** DOCUMENT EXTRACT follows **

Monday, May 3, 2010

Warren Zevon : Genius

“If I leave you, it doesn't mean I love you any less
Keep me in your heart for awhile.”

-Warren Zevon

Admittedly, I was late to the party. It wasn't until Warren Zevon was diagnosed with terminal cancer in 2002 that I decided to see what the man was all about. On my next CD shopping trip, I picked up a copy of A Quiet Normal Life: The Best of Warren Zevon. When I got home later that day, I put the CD on and was greeted with the familiar humor of Werewolves of London, but what came next shattered my expectations. The next thirteen tracks, beginning with Excitable Boy are a brilliant combination of strong musical composition, sardonic wit, and soul bearing poetry. I would spend the next month buying up and devouring the entire Zevon catalog.

The fact the Warren Zevon has been essentially neglected by the general public and the Rock and Roll Hall of Fame is mind boggling. Not only for the fact that he is one of the most talented songwriters of the 1970's, but his collaborators and fans are consist of so many legends, including Bob Dylan, Bruce Springsteen, Jackson Browne, Neil Young, and R.E.M. Though, Showtime's Californication is doing its part in introducing Zevon to new fans by including his songs in several episodes, and littering the shows dialog with references to Warren and his songs.

** End of DOCUMENT EXTRACT **

## WHAT TO WORK ON
1. In the Warren Zevon blog post, what was the first CD the writer bought after deciding to explore his music?
2. Extend the Warren Zevon blog post, picking up right after its last sentence.

** EXCERPTED DATA follows **

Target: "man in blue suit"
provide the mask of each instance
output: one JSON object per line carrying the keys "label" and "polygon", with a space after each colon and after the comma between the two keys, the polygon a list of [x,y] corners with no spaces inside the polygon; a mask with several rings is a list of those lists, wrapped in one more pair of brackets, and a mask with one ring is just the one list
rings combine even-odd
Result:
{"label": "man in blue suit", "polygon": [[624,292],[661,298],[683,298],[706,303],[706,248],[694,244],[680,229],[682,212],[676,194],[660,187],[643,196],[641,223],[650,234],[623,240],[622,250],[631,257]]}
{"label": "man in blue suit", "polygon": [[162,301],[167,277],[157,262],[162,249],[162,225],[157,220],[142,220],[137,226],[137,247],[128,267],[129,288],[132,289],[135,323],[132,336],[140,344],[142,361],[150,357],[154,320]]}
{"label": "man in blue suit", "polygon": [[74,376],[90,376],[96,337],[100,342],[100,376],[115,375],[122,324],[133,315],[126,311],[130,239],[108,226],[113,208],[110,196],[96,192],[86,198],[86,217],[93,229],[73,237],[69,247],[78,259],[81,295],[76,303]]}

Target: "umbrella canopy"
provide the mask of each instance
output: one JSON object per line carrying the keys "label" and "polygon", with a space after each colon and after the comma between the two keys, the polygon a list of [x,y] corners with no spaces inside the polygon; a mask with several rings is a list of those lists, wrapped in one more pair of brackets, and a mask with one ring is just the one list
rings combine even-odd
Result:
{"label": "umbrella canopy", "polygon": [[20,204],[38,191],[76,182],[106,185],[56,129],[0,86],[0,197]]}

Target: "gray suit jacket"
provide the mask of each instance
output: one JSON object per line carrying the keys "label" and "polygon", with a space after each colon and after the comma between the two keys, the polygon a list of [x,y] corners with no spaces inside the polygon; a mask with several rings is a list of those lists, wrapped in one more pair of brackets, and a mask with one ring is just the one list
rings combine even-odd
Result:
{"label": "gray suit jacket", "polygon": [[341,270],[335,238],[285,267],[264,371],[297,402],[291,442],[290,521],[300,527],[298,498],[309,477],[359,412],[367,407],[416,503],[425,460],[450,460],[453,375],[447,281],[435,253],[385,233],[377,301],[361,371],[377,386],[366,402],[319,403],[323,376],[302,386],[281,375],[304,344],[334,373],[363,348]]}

** End of EXCERPTED DATA **

## RESULTS
1. A Quiet Normal Life: The Best of Warren Zevon.

2.
The appeal of Warren Zevon's songwriting lies in his ability to write with humor and honesty, whether it be a heartbreaking love song like Reconsider Me or biting social statement like The Indifference of Heaven, the comedic Werewolves of London, or the absolutely brilliant Genius, which contains the lines “Albert Einstein was a ladies man / While he was working on his universal plan / He was making out like Charlie Sheen / He was a genius. These songs, plus Roland The Headless Thompson Gunner, and Lawyers, Guns, and Money, in my opinion should be enough to get him elected into the Rock and Roll Hall of Fame.

Hopefully in the near future the genius of Warren Zevon and his contributions to music will be recognized and his legacy will be given its just due by the Rock and Roll Hall of Fame. More importantly, I hope new generations will discover Zevon and his brilliant songs will continue to be listened to for decades to come.